- [Texto del ejercicio]

────────────────────

ANÁLISIS

Europa en cuidados intensivos

La crisis de los refugiados, el ascenso de los partidos extremistas, la posible salida de Reino Unido y las turbulencias del euro tienen a la Unión Europea en su peor momento.

20 de febrero de 2016
Pese al invierno, miles de refugiados siguen llegando a las playas del Viejo Continente. | Foto: Sergey Ponomarev For The New York Times, World Press Photo Via AP

Brexit. Esa es la extraña palabra que motivó la cumbre que reunió a los 28 jefes de Estado y de gobierno de la Unión Europea (UE) el jueves y el viernes en Bruselas. Es una especie de apócope en inglés de ‘salida británica’ (British exit, en inglés) y se refiere a la eventual separación de Reino Unido de la UE. Aunque esa posibilidad surgió como una promesa de campaña del primer ministro británico, David Cameron, durante las elecciones generales del año pasado, desde entonces la idea ha ganado fuerza entre el electorado de su país. Hoy, según las encuestas, la proporción de votantes que quiere abandonar la Unión es superior a la de aquellos que desean lo contrario. Un dato que tiene en estado de alerta al resto de los líderes europeos, que se han propuesto hacer una oferta lo suficientemente atractiva como para disuadir al electorado británico de ir a las urnas y abrir la caja de Pandora de la desintegración.

Pese a la gravedad de la situación, el brexit no es más que una de las crisis que enfrenta la UE en la actualidad. De hecho, en 2016 la Unión atraviesa por el peor momento de su historia y nada parece indicar que pueda cumplir con el objetivo de lograr “una unión cada vez más estrecha entre los pueblos europeos”, según reza la introducción de los Tratados de Roma, que la originaron hace casi 60 años. Por el contrario, hoy se habla cada vez más explícitamente de su supervivencia. Y lo cierto es que el panorama no es para nada halagador, pues 2015 le dejó a la Unión varios problemas de marca mayor, que pese a tener orígenes y dinámicas diferentes, han terminado por reforzarse entre sí hasta generar la tormenta perfecta. Como bien lo puso a finales de enero el presidente de la Comisión Europea, Jean-Claude Juncker, la UE se enfrenta a una “policrisis”.

────────────────────

- [Fragmentos de datos]
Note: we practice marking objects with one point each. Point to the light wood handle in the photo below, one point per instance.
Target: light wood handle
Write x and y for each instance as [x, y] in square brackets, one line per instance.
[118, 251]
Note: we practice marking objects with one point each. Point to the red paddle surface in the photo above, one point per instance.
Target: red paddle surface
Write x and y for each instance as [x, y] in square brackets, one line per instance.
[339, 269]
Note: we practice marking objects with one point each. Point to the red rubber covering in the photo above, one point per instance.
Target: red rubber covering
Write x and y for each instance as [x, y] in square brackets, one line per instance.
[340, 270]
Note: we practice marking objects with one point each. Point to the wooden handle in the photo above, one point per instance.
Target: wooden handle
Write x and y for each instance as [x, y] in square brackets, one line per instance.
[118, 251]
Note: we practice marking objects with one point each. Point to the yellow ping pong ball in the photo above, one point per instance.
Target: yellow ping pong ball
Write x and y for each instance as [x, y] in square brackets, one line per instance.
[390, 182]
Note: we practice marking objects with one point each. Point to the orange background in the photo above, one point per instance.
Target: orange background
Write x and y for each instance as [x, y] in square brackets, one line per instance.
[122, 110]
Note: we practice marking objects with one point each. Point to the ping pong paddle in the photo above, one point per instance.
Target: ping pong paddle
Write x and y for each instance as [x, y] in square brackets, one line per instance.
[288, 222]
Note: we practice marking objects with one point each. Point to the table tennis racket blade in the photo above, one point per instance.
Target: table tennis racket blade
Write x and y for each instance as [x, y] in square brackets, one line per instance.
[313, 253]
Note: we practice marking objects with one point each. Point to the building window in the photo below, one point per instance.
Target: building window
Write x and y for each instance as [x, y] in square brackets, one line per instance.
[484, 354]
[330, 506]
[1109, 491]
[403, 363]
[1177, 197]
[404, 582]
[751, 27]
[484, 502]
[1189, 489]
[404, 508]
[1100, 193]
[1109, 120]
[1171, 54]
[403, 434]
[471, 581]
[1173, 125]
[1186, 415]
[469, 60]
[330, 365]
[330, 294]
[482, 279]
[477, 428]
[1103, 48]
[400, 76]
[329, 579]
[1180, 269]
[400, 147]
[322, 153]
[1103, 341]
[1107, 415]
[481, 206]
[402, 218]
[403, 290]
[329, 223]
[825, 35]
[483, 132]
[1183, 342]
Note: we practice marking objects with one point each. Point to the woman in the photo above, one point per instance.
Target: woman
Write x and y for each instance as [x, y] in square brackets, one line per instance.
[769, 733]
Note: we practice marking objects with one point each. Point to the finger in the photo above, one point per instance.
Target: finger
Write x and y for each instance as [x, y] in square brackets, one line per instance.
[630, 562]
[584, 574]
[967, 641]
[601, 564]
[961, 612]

────────────────────

Reproduce sin cambios el pasaje del texto sobre la crisis de la Unión Europea que va desde "La crisis de" hasta "su peor momento.".

La crisis de los refugiados, el ascenso de los partidos extremistas, la posible salida de Reino Unido y las turbulencias del euro tienen a la Unión Europea en su peor momento.